Text provided ->
<<<<
E-Commerce Law

E-Commerce Law

E-Commerce Law Developments

International developments on the electronic commerce front are at a crossroads,
and raise problems which may blur the line between public and private law. The economics of
and globalization of commerce and telecommunications, and the opening up of electronic commerce trade and services between countries and distant parties previously limited in their ability to engage in direct commerce, are pushing the need for new legal standards and new concepts of jurisdiction.

The concept of physical “territory” as the basis either for regulation or application of law is itself
proving to be difficult to apply in some cases. Existing “direct effects” theories for extraterritorial application of national laws may also no longer work.

In recent years, public law initiatives in this field have rested on expansion of trade,
including liberalization of trade in services; deregulation of telecommunications; United States proposed restraints on taxation of cross-border internet commerce, as well as avoidance of over-regulation, to allow market forces to determine future commercial and technological patterns; and benign acceptance up to this point of cross-border company operations, such as credit card systems, without agreement as to underlying territorial legal differences. Gaps, at least for now, have however grown between the European Union and the United States, on the intersection of electronic commerce and data rights, consumer protection, security standards, message authentication, cryptology export, and national security and law enforcement. These gaps are generating standoffs in international bodies such as the OECD, making consensus on common standards difficult. In turn, if these gaps remain, substantial progress on electronic commerce at organizations such as the WTO and UNCITRAL may prove difficult.

Multilateral negotiations on private law unification, for example, produced significant
progress at UNCITRAL on international electronic funds transfers in 1992 and the now widely
used UN Model Law on Electronic Commerce in 1996. As the unresolved problems in the
public law arena however now begin to merge with private law issues, progress on the private
law front has bogged down, as has been seen at the OECD and UNCITRAL with regard to work
on electronic and digital signature systems.
>>>>
Record list ->
<<<<
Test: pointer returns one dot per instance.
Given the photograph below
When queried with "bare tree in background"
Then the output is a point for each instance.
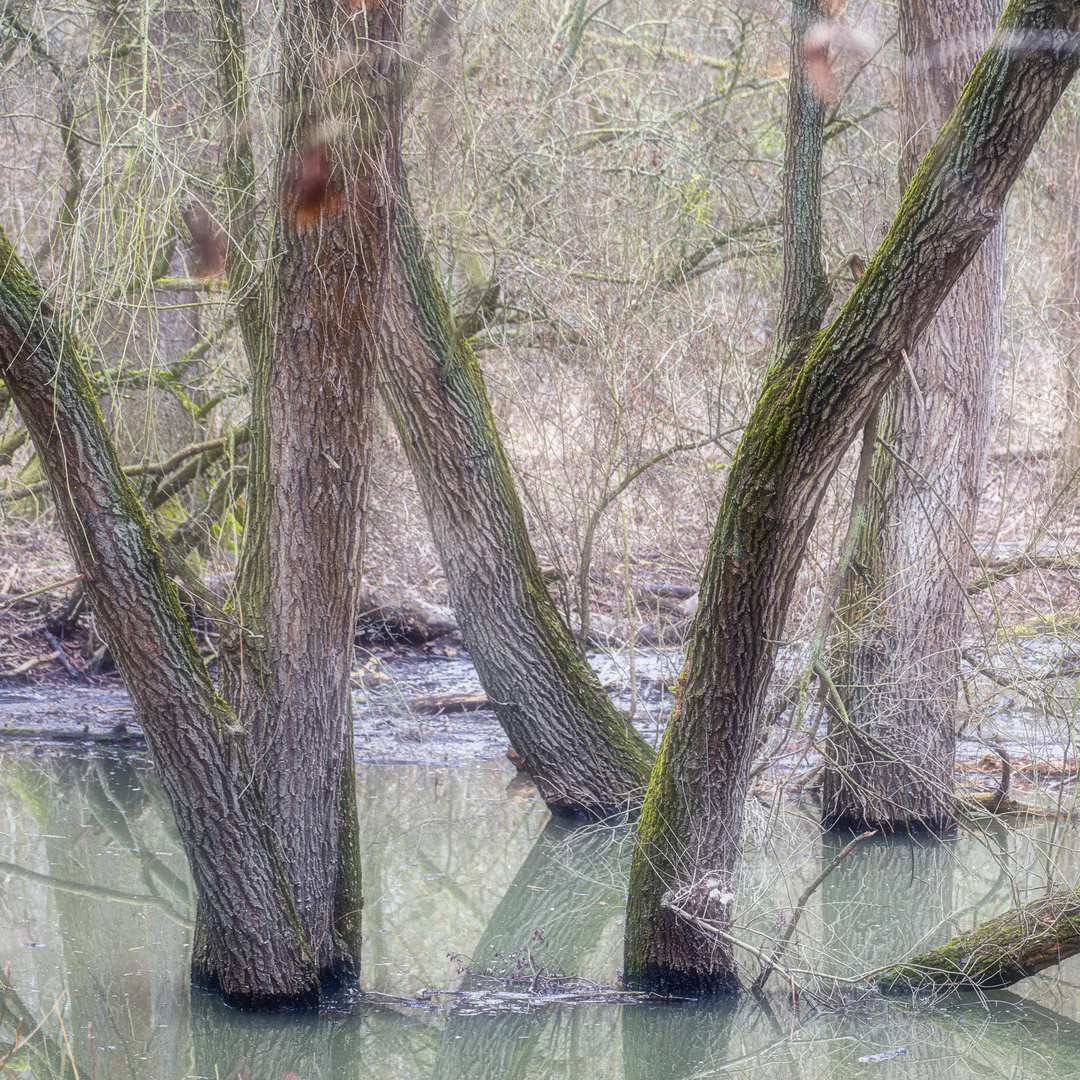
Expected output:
>>>>
What needs to be done ->
According to the text on e-commerce law developments, in what year was the UN Model Law on Electronic Commerce produced?

Written reply ->
1996